---------- Texto do documento ----------
Emenda inserida em projeto de lei dá suporte a 70 mil técnicos judiciários, de nível médio, para reivindicar equiparação aos salários dos analistas de nível superior
Anajus Notícias
10/04/2022
Um “trem-bala da alegria” ameaça provocar um rombo bilionário nos cofres públicos da União. Trata-se do projeto de lei 3662/2021, aprovado na semana passada na Câmara dos Deputados, com uma emenda que altera a escolaridade dos técnicos de nível médio do Poder Judiciário da União (PJU), passando a exigir deles nível superior nos próximos concursos públicos. A matéria seguiu para o Senado.
Se aprovado no Senado, sem alterações, e sancionado pelo presidente Jair Bolsonaro, a matéria dará suporte para que os 70 mil atuais ocupantes dos cargos de nível médio passem a exigir equiparação salarial com os 40 mil Analistas Judiciários, de nível superior, sem precisar fazer novo concurso público. Isso poderá ocorrer por meio de pressões como greve e via ações judiciais de indenização.
---------- Dados de origem ----------
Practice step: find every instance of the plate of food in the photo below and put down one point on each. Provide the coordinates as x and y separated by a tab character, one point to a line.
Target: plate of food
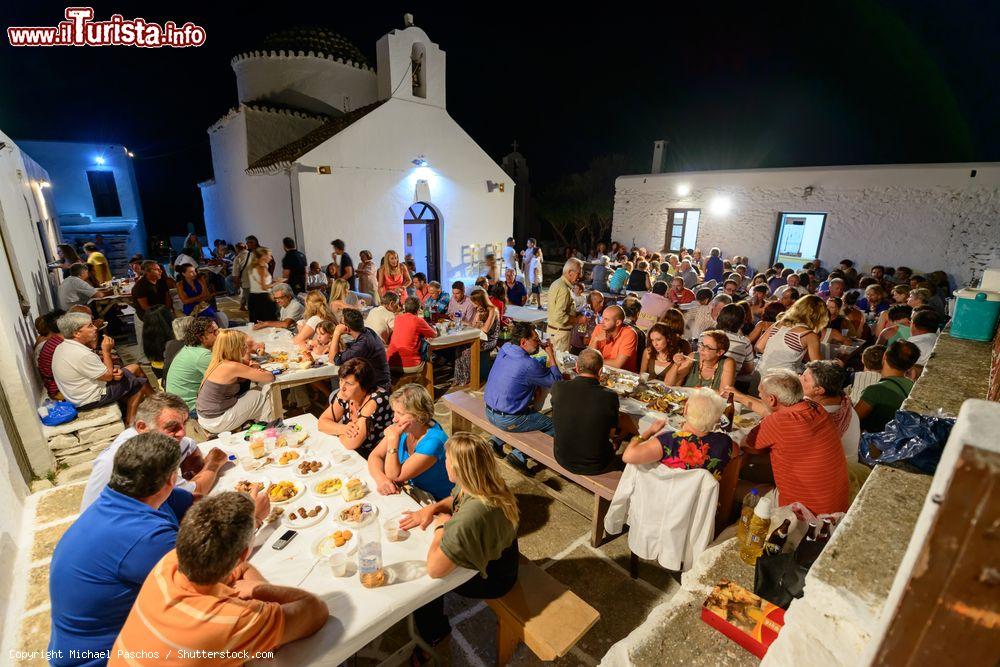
----------
Copie, sem mudar nada, o trecho da notícia sobre os técnicos judiciários que vai de "Se aprovado no" até "judiciais de indenização.".

=== Resultado da tarefa ===
Se aprovado no Senado, sem alterações, e sancionado pelo presidente Jair Bolsonaro, a matéria dará suporte para que os 70 mil atuais ocupantes dos cargos de nível médio passem a exigir equiparação salarial com os 40 mil Analistas Judiciários, de nível superior, sem precisar fazer novo concurso público. Isso poderá ocorrer por meio de pressões como greve e via ações judiciais de indenização.